▸ **Stored data entries**:

========

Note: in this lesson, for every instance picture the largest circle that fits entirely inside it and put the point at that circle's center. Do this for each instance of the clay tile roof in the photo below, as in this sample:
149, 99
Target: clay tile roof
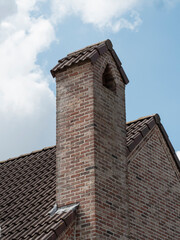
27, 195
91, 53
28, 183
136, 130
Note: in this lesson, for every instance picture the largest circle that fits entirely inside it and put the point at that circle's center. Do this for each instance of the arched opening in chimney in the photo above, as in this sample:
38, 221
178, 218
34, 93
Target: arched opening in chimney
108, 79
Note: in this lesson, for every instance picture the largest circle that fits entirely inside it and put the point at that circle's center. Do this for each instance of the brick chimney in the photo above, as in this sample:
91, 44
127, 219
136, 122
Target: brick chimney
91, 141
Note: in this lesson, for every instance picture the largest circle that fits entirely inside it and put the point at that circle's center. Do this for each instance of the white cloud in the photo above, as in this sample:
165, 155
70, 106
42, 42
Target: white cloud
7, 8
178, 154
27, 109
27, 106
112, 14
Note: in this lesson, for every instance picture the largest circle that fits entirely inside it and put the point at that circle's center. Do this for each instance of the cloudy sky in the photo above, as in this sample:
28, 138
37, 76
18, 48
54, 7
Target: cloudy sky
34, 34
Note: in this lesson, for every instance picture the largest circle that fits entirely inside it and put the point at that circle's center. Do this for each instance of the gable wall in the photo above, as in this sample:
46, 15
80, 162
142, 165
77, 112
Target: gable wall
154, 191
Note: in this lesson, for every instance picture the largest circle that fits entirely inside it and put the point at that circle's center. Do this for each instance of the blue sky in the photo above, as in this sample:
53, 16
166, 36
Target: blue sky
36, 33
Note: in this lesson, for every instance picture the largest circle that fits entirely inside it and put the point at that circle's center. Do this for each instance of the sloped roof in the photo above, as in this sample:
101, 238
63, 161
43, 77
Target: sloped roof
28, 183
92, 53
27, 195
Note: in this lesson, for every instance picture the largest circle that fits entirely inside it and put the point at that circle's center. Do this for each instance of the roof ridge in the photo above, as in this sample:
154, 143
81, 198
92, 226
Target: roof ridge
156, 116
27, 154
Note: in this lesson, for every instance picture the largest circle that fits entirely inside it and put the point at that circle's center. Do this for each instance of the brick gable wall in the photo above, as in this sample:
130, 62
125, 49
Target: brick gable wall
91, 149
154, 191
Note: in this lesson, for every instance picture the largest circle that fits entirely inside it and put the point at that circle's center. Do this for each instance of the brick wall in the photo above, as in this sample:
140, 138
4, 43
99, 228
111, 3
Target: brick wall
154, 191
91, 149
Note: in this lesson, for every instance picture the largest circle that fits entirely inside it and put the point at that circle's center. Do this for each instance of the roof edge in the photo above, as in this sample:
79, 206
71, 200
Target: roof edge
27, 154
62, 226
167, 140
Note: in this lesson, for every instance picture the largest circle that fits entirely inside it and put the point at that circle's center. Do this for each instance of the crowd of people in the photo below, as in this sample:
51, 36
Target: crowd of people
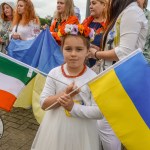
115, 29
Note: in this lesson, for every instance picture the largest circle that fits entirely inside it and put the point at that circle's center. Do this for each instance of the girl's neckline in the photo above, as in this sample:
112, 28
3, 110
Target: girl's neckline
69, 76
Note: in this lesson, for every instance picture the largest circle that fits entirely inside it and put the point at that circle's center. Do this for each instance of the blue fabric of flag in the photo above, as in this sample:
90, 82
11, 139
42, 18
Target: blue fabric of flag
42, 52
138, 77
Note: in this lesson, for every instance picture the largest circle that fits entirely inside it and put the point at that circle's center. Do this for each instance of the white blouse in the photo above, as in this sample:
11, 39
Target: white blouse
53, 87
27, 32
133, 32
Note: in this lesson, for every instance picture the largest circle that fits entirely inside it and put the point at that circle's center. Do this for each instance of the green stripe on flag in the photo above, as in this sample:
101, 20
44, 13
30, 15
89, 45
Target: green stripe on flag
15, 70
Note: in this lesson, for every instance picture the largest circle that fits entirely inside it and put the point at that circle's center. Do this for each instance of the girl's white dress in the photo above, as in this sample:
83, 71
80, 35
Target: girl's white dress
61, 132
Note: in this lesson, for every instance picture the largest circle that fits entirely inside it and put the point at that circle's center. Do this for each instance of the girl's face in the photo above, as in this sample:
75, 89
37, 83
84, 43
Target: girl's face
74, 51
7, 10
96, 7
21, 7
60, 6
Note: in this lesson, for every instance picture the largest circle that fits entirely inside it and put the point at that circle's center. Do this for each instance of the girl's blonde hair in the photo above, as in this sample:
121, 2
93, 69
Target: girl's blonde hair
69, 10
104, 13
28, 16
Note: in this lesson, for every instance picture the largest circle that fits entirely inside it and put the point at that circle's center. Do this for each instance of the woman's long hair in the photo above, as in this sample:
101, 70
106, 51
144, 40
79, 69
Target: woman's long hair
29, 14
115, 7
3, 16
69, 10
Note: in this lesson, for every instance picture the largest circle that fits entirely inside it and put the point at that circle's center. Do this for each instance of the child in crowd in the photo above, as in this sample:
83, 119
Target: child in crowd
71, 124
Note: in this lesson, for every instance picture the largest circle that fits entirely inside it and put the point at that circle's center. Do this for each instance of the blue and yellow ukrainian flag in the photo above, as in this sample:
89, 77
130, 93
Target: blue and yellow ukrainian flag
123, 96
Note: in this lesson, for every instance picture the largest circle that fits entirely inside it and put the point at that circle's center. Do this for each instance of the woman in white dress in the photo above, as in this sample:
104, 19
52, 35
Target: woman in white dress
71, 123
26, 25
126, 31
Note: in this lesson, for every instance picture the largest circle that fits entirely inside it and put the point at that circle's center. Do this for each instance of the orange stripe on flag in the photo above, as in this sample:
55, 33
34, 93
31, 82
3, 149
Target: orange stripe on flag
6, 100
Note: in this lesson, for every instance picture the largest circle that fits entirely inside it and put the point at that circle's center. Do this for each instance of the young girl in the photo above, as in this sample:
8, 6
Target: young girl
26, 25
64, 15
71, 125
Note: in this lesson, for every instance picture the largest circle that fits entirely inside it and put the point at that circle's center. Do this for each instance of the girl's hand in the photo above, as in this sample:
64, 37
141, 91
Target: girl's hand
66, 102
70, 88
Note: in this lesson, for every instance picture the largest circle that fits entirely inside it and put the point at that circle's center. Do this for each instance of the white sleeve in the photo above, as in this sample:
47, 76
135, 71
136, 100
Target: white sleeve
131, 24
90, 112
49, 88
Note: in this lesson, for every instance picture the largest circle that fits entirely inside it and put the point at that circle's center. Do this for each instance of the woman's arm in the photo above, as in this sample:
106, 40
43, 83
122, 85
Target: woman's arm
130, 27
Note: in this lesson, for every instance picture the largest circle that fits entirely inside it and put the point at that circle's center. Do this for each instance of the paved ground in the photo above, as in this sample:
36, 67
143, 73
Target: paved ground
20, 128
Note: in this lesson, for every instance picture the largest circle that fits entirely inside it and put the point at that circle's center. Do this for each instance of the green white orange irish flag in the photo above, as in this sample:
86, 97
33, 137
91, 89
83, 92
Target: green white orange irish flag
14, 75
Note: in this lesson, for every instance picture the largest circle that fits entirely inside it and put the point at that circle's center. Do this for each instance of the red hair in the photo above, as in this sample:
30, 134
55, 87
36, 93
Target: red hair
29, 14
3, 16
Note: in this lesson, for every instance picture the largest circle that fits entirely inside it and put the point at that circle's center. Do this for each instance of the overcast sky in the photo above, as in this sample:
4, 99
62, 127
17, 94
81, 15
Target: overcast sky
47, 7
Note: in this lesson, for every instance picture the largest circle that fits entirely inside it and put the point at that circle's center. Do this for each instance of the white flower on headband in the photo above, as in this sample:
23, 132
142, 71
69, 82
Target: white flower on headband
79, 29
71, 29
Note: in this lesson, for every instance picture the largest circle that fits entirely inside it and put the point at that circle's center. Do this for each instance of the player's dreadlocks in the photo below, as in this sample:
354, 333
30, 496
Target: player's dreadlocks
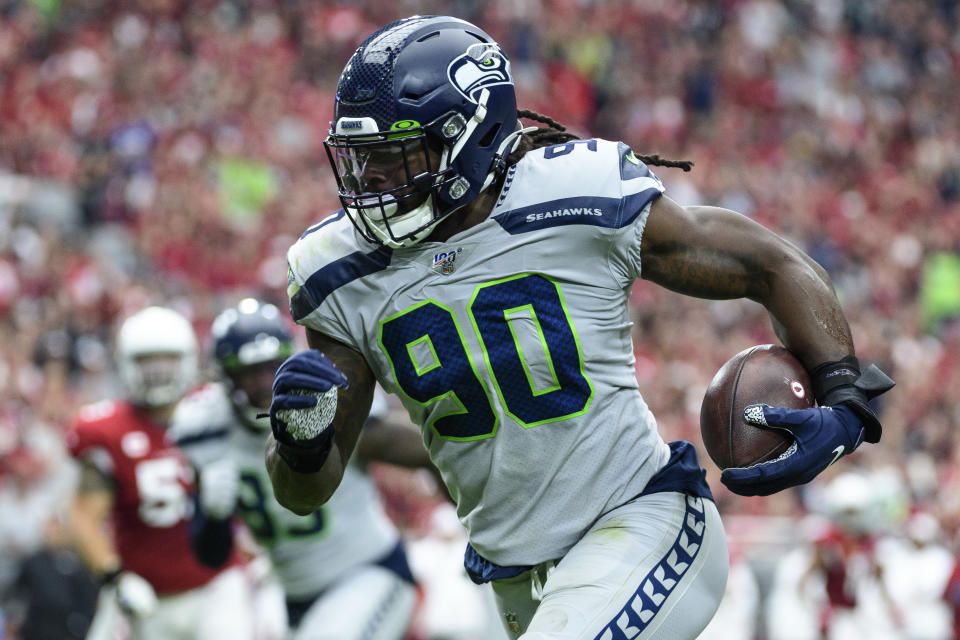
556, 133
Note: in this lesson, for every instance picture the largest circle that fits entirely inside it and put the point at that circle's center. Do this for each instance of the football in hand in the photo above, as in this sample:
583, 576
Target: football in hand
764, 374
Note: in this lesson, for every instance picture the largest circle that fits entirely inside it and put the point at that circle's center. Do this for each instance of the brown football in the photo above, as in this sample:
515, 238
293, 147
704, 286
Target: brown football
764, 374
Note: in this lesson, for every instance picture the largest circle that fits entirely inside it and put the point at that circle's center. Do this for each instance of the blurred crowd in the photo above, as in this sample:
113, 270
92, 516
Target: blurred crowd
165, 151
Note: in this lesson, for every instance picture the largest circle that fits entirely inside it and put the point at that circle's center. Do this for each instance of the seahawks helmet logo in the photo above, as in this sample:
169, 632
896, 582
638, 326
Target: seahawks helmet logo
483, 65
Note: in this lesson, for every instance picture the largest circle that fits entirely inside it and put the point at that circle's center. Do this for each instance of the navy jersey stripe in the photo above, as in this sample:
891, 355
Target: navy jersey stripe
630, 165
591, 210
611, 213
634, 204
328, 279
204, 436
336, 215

========

▸ **INSTRUCTIONS FOR THE TASK**:
For each line above that includes "below", make a copy.

▸ **REPLY**:
Note: in this lesson, for every instance picture the largest circle that fits entirely inside it and put the point at that circle's center. Do this for each instance of the clay tile roof in the photo below, as in this sample:
Note: in this lesson, for every instance picture the largest circle that fits entirely inside it and put the point at that circle's center. Do this for each instance of the crowd of people in the photo below, as in this sample:
Note: in this lesson, for every instance picture the largest circle that fits entirely inside it and put the point at that circle's center. Do this for each instance of the player's dreadlocks in the photo below, as in this sample:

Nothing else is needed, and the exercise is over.